[DIRECTIONS FOR THIS TASK]
Return the records that follow line for line, with no changes. Leave out the pictures.

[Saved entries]
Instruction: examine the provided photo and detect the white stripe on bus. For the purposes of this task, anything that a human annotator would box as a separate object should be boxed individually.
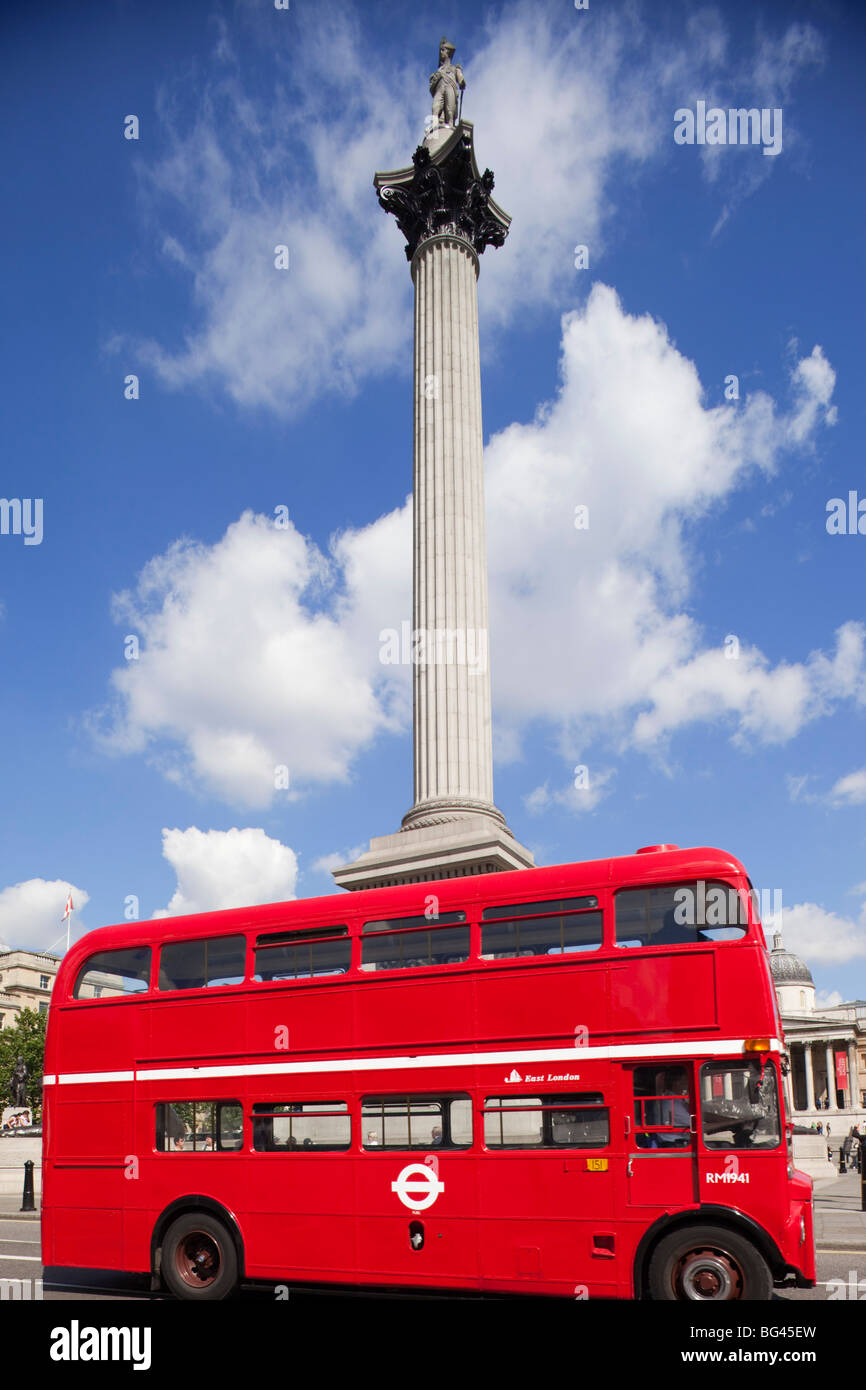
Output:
[42,1038,781,1086]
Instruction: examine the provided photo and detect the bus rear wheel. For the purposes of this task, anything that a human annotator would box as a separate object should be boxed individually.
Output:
[160,1212,238,1302]
[649,1226,773,1302]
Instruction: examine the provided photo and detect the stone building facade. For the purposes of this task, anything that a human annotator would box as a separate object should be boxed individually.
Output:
[770,933,866,1134]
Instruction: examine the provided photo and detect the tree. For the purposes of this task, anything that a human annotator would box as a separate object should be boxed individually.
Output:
[0,1009,47,1118]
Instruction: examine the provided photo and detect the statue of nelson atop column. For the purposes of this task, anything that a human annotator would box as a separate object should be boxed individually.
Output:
[430,35,466,128]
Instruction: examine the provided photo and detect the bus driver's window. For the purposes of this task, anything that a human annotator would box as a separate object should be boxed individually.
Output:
[634,1066,691,1150]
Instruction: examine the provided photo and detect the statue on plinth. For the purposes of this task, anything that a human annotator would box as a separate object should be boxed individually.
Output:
[10,1056,29,1108]
[430,35,466,128]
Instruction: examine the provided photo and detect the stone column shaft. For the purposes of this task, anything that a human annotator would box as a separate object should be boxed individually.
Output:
[803,1043,815,1111]
[824,1043,838,1111]
[406,235,493,824]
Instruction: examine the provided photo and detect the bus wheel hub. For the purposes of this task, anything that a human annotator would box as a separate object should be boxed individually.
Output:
[677,1250,742,1302]
[177,1232,220,1286]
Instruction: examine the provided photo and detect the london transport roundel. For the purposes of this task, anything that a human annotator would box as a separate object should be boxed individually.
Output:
[391,1163,445,1212]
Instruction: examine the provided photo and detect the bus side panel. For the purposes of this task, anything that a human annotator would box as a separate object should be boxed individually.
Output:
[610,949,719,1033]
[46,1084,135,1269]
[475,963,610,1047]
[354,972,474,1045]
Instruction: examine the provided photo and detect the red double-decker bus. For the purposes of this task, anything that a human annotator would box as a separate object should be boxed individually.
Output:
[42,845,815,1301]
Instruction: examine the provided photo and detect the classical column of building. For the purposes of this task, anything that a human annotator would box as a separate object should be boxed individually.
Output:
[803,1043,815,1111]
[334,67,534,888]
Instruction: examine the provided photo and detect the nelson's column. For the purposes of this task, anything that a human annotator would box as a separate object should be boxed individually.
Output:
[334,39,532,888]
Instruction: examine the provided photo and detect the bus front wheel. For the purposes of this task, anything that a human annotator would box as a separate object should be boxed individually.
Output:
[160,1212,238,1302]
[649,1226,773,1302]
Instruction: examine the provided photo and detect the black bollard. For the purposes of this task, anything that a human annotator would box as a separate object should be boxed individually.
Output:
[21,1158,36,1212]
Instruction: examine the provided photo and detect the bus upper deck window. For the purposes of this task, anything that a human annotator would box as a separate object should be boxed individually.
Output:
[616,878,749,947]
[72,947,150,999]
[160,937,246,990]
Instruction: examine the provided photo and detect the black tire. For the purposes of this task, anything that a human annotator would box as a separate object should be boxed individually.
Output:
[649,1226,773,1302]
[160,1212,238,1302]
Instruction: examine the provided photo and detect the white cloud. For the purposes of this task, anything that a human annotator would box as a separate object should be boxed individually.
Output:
[523,767,614,816]
[99,285,866,809]
[153,826,297,917]
[487,285,845,748]
[310,841,370,874]
[828,767,866,806]
[116,0,820,414]
[95,510,411,808]
[0,878,90,951]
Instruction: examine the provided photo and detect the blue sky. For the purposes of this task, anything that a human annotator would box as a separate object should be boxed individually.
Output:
[0,0,866,998]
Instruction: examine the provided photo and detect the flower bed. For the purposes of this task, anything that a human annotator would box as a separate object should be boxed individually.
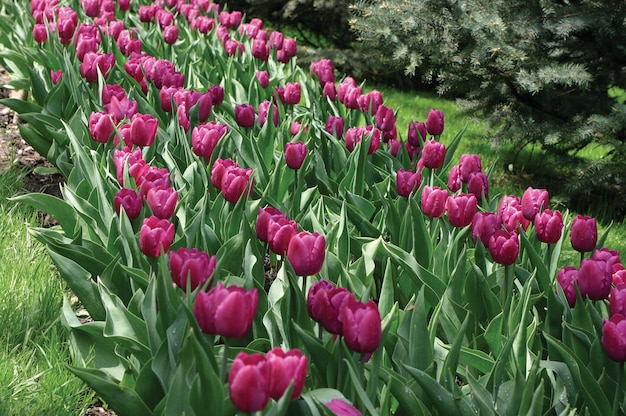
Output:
[0,0,626,415]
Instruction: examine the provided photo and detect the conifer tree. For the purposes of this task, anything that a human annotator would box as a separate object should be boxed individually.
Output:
[350,0,626,154]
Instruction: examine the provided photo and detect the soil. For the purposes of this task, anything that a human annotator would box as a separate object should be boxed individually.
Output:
[0,67,116,416]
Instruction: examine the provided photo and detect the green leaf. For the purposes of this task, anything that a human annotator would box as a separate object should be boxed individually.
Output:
[67,366,153,416]
[543,333,612,415]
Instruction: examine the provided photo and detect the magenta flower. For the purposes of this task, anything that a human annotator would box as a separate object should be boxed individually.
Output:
[534,209,564,244]
[193,282,259,338]
[569,214,598,253]
[235,104,256,128]
[221,166,254,204]
[396,168,422,198]
[255,207,287,243]
[421,186,448,218]
[169,247,217,291]
[422,140,446,169]
[470,212,501,247]
[228,352,270,413]
[285,142,306,170]
[339,298,382,354]
[287,231,326,276]
[191,121,228,163]
[146,186,178,219]
[602,314,626,362]
[265,347,308,400]
[556,266,578,308]
[522,186,549,221]
[489,230,519,266]
[89,111,115,143]
[139,216,175,257]
[267,218,298,256]
[113,188,143,220]
[130,113,159,147]
[446,194,477,228]
[306,279,335,322]
[426,108,444,136]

[RESPONSE]
Instruction: examine the provided photo and detect the white stripe on bus. For the purposes of this task, anything that a human annotator would box as a separate object should be boxed individually.
Output:
[42,1038,781,1086]
Instruction: examine the provided photo and detect the bus rear wheel. For the purposes of this task, anything that a human annotator would box as a separate object should be boxed individually.
Output:
[160,1212,238,1302]
[649,1226,773,1302]
Instruction: examine the provided photo and detect the stone building facade. For the purposes of this task, anything that a human annotator would box as a separate object should be boxed individually.
Output:
[770,933,866,1134]
Instruction: examine the provided photo and detect the tree. For the purposes of this task, anything that a human annotator would box as a separate object should be boxed individually.
Output:
[0,1009,47,1118]
Instruction: examine the provided photo and detect the statue of nelson atop column. For the purposes of this task, anything that a human annotator would box as a separate object should be boxed individually.
Output:
[430,35,466,128]
Instruction: examine the provided photo and detect the bus driver's window. For the purposes of this task, anything that a human annotator would box as a separate object should be boxed individually.
Output:
[634,1066,691,1150]
Instruction: examine the provided photo and detect the statue on plinth. For the purposes of this task, anything that a human annotator would box as a separate object should be boxed individually.
Output:
[10,1056,29,1108]
[430,35,466,128]
Instruction: examine the provided photo and detect the stone column shaft. For the purposes of this task, anything that a human annotator would box as a separate object should be boxed individually.
Output:
[803,1043,815,1111]
[824,1043,838,1111]
[406,235,493,824]
Instruction: examine the provided photo and detect the bus wheel hub. For the purposes of this task, anything that a human annotator would box as a separate object should be boxed individually.
Output:
[677,1250,742,1302]
[177,1232,220,1286]
Instruction: examine the provided photo and detect the london transport roundel. For the purposes of this task, anything that a human annotator would box as a separate object should be boxed individually.
Output:
[391,1163,445,1212]
Instruction: examine the provided photo and detect the bus side panel. For the purposes of this task, anything that a human annotator would box as a separate object should be boxed individually.
Output:
[610,949,719,1033]
[46,1084,135,1269]
[475,963,610,1047]
[354,972,474,1045]
Instruction: examine the provided photo and detect the red double-decker bus. For the purposes of this task, anything that a human annotator would box as a separate object should be boxed individually.
Output:
[42,845,815,1301]
Instruction: examine the provided photo and detect the classical column of building. For the purposes of this task, anything that a human annotator would box as a separate object should be boxed individually.
Output:
[803,1043,815,1111]
[334,67,534,888]
Instruction: examine the provided photo and detect the nelson's column. For the purposes of this task, anything that a human annotator would box as a separate object should be boxed individually.
Output:
[334,39,532,888]
Instruction: examine the provided photo and detect the bus front wheel. For the purposes of this task, anything that a human annotator would box as a separate object should be boxed individually.
Output:
[160,1212,238,1302]
[649,1226,773,1302]
Instruction: examine the provided photo and detect the black bollard. For the purposes of this task, anything that a human annotator would box as a separate object should be boxed individually.
Output:
[21,1158,36,1212]
Instruction: examine the provided photo and detect the bus upper deck window. For the purposes of this task, anything that a human annotator would box as a separate object should be boxed individually.
Output:
[616,878,749,947]
[72,947,150,999]
[160,937,246,990]
Instruction: examine the provided photo and detect the black tire. For the purposes of this task, anything that a human annotator would box as a separate object should be boxed individually.
Output:
[649,1226,773,1302]
[160,1212,238,1302]
Instruction: examine the provided photo and detect the white cloud. For the purposes of this task, anything that a human annotator would box as a separate object should be boxed individually.
Output:
[523,767,614,816]
[99,285,866,809]
[153,826,297,917]
[487,285,845,748]
[310,841,370,874]
[828,767,866,806]
[116,0,820,414]
[95,510,411,808]
[0,878,90,951]
Instruction: examine the provided photo and detect the blue sky. For the purposes of this task, anything that a human annotator would box as a separate object should be boxed individually.
Output:
[0,0,866,998]
Instruction: examine the provided photo and detect the flower bed. For the purposes of this task, anything that a human annotator would box as a separate object should be boxed individually.
Output:
[0,0,626,415]
Instruction: examine the provided photo and detect the conifer tree. For the purposes of this task, anything that a human annotator would box as a separate object should be boxed individually.
Output:
[350,0,626,154]
Instruction: examine the provided photo and detect the soil. For the purposes of this task, anything that a human annotator would box as a separate object should be boxed individually.
Output:
[0,67,116,416]
Instruction: examine the provided photo and detect the green leaf. For the purposes of this task, anything that a human annotator would box as a separate object should be boxed individually.
Output:
[67,366,153,416]
[543,333,612,415]
Instruction: examine the provided photo and detect the magenta flower. For the purposes of this task, anything that a human annotator would box as a separate object should be boxed individually.
Output:
[534,209,564,244]
[193,282,259,338]
[569,214,598,253]
[235,104,256,128]
[221,166,254,204]
[396,168,422,198]
[255,207,287,243]
[421,186,448,218]
[169,247,217,291]
[422,140,446,169]
[470,212,501,247]
[228,352,270,413]
[285,142,306,170]
[339,298,382,354]
[287,231,326,276]
[191,121,228,163]
[146,186,178,219]
[602,314,626,362]
[265,347,308,400]
[556,266,578,308]
[522,186,549,221]
[489,230,519,266]
[89,111,115,143]
[139,216,175,257]
[267,218,298,256]
[113,188,143,220]
[130,113,159,147]
[446,194,477,228]
[306,279,335,322]
[426,108,444,136]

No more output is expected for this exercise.